Required work - Your task is to copy the stretch of lines in the records below that begins with the line containing "TASK: Mark every red" and ends with the line containing "TASK: Mark every coniferous", exactly as written, with nothing added.

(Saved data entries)
╔══
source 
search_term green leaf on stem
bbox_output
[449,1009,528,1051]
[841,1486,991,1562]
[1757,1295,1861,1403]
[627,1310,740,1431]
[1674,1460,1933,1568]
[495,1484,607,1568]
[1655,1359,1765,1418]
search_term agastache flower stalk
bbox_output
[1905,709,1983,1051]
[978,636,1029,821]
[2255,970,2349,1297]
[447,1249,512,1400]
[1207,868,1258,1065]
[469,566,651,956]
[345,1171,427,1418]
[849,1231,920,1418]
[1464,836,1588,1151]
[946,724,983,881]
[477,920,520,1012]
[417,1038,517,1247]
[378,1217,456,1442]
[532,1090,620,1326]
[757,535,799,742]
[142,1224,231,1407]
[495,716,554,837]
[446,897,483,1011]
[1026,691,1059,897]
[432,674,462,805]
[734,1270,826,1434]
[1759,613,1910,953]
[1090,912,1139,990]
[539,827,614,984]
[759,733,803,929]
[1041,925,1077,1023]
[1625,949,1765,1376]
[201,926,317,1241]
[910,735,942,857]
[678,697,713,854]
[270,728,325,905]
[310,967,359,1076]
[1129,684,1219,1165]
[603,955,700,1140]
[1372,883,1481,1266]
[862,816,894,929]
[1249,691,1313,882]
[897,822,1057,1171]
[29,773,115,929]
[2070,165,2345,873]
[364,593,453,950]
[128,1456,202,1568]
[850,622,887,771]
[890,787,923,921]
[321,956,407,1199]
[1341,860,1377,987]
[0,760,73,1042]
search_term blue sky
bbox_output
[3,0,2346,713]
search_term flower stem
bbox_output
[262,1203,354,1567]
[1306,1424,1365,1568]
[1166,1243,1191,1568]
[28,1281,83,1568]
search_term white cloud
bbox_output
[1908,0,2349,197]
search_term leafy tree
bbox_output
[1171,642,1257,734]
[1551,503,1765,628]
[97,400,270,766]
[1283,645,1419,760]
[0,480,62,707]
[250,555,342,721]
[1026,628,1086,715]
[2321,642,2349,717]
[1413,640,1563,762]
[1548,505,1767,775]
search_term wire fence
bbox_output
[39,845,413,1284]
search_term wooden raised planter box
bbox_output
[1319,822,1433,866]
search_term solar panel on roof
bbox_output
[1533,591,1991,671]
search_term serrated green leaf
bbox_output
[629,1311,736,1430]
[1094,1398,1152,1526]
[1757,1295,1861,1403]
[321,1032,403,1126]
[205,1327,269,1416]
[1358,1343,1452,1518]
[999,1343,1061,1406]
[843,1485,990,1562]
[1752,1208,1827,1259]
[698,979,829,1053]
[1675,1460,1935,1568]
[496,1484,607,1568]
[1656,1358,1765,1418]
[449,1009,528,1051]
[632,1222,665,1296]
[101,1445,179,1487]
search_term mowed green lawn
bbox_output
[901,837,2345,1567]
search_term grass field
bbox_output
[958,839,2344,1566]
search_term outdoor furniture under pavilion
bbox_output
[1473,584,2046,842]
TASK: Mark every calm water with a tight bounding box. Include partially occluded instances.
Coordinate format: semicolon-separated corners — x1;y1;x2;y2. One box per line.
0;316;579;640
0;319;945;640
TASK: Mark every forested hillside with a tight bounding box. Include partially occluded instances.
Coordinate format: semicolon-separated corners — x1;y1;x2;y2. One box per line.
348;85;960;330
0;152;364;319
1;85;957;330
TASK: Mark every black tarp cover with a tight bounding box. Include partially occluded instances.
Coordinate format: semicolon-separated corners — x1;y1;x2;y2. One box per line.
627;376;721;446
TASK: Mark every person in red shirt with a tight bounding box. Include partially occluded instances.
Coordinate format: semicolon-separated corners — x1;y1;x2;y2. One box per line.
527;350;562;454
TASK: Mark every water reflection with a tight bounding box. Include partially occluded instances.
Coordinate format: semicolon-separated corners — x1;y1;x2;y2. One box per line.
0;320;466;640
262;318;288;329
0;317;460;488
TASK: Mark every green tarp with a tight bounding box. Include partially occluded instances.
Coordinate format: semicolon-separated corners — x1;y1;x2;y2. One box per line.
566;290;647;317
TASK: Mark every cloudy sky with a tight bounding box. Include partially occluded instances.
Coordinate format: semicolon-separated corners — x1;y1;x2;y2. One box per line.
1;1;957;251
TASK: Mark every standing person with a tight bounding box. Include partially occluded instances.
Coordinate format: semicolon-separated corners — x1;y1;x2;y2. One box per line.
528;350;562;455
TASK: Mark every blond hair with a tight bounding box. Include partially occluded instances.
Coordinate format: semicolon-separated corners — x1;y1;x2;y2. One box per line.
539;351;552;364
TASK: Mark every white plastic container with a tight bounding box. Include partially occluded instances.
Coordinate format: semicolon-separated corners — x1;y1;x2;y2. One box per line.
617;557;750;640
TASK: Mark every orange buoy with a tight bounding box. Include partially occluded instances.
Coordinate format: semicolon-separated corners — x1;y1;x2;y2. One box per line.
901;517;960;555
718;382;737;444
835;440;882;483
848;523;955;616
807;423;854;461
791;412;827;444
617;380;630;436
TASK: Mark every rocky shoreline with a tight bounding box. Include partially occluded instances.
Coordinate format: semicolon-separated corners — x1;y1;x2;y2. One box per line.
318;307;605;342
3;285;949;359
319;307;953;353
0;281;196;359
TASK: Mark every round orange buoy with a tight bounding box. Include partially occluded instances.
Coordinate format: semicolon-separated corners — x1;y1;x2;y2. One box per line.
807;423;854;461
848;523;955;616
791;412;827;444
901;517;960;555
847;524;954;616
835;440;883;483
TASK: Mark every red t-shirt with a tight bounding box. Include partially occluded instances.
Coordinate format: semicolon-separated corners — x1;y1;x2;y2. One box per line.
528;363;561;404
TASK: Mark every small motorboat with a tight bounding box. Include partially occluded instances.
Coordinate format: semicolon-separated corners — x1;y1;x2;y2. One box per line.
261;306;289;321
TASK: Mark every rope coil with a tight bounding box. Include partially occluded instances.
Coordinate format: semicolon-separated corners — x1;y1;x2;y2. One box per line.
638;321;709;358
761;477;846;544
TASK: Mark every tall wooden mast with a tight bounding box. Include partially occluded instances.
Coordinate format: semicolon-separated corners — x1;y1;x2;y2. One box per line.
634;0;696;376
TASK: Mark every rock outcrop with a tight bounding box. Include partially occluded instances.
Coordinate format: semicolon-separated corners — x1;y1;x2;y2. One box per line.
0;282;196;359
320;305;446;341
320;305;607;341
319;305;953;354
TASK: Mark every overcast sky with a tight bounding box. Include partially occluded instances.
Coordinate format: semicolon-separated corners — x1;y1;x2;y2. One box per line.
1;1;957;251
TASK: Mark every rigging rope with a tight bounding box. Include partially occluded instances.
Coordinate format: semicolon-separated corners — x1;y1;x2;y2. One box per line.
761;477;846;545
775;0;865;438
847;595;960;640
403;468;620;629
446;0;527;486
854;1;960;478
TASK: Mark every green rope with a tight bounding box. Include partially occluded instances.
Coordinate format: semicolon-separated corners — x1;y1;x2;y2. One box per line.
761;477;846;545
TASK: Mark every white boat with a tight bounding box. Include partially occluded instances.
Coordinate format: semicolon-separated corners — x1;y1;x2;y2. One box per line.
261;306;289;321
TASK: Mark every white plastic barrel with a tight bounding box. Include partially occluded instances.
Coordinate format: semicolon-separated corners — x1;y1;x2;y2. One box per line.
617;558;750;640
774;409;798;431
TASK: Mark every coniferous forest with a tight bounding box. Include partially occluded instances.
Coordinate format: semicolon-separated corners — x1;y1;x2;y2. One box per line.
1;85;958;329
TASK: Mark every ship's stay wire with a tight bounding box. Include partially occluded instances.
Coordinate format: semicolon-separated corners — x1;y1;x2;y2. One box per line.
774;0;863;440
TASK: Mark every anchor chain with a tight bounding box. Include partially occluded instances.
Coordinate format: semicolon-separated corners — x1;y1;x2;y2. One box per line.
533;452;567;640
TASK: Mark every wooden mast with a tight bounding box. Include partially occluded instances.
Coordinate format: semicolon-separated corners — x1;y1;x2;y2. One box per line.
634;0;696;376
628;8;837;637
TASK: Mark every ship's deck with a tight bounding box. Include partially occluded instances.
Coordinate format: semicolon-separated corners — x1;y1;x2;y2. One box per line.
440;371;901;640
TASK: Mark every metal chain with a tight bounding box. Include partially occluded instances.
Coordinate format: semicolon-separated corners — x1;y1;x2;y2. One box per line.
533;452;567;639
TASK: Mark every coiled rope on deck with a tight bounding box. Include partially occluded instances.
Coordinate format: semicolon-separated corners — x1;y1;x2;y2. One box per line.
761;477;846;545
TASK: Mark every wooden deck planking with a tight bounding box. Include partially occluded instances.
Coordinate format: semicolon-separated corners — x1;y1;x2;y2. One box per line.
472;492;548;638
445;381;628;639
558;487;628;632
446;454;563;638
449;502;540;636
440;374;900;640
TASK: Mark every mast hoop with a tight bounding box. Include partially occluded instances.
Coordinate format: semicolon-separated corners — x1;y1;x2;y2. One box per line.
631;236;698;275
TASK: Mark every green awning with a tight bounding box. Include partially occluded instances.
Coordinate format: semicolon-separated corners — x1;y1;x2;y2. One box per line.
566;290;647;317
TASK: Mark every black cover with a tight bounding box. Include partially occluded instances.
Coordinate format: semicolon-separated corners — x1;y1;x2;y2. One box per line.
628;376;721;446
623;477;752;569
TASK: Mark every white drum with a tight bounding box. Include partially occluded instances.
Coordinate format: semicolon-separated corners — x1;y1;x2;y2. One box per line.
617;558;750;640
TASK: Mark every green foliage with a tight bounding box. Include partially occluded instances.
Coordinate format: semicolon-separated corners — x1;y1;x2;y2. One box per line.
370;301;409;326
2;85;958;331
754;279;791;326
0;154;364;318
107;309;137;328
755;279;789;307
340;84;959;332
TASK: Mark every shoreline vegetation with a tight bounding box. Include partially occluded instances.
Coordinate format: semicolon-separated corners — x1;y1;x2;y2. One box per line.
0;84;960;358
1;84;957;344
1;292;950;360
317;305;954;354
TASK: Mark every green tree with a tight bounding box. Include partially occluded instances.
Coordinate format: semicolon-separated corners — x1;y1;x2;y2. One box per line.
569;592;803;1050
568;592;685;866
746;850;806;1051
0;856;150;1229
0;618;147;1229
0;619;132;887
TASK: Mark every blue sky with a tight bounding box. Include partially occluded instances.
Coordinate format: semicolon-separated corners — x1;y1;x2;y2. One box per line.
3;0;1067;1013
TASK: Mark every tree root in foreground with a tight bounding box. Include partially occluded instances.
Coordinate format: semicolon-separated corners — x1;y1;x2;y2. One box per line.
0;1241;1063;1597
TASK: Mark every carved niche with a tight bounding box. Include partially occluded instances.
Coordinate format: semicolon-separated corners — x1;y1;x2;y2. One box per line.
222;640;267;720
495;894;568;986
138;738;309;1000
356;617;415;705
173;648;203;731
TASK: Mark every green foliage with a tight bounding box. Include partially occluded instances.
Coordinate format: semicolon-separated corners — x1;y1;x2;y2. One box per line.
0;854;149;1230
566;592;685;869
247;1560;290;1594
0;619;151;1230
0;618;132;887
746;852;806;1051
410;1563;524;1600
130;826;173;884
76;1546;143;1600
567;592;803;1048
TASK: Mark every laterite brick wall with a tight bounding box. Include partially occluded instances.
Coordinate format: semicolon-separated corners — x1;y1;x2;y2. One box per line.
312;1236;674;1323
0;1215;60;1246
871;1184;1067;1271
╚══
Result of this exercise -
TASK: Mark every red t-shirt with a tight bounding box. Include partially occluded instances.
Coordinate format: semicolon-separated corners — x1;y1;x2;y2. One box per line.
528;363;561;404
TASK: Mark every small motorboat with a tight bounding box. Include partially occluded instances.
Coordinate format: semicolon-separated corners — x1;y1;x2;y2. One box per line.
261;306;289;321
TASK: Mark every rope coil with a tight bounding box. Include partially occluded instances.
Coordinate format: semicolon-separated corners — x1;y1;x2;y2. One box per line.
638;321;709;358
761;477;846;544
TASK: Mark every tall wooden mast with a tight bounding box. Include partially occluded instances.
Coordinate format: semicolon-separated corners — x1;y1;x2;y2. One box per line.
634;0;696;376
TASK: Mark every rock outcrop with a tight bounding box. Include partially occluded instances.
Coordinate format: semicolon-separated corners — x1;y1;x2;y2. One box per line.
0;282;196;359
320;305;446;341
320;305;607;341
319;305;953;354
TASK: Mark every overcast sky with a tight bounding box. Include partially occluded instances.
Coordinate format: semicolon-separated corners — x1;y1;x2;y2. One box per line.
1;1;957;251
TASK: Mark every rigging rope with a tight bounding box. Include partially occluded instances.
Coordinate format: semicolon-separated corners — x1;y1;x2;y2. One box per line.
761;477;846;545
775;0;865;438
847;595;960;640
403;468;620;629
446;0;527;486
854;1;960;478
TASK: Mark every green rope with a tight bounding box. Include partially occluded instances.
Coordinate format: semicolon-separated corners — x1;y1;x2;y2. One box per line.
761;477;846;545
TASK: Mark every white boat with a tight bounding box. Include partially occluded instances.
Coordinate format: semicolon-separated corners — x1;y1;x2;y2. One box per line.
261;306;289;321
TASK: Mark every white plastic barrel with a tight bounding box. Include partially occluded instances.
Coordinate format: semicolon-separated corners — x1;y1;x2;y2. One box per line.
617;558;750;640
774;409;798;431
TASK: Mark every coniferous forest with a tight bounding box. Include partially occluded instances.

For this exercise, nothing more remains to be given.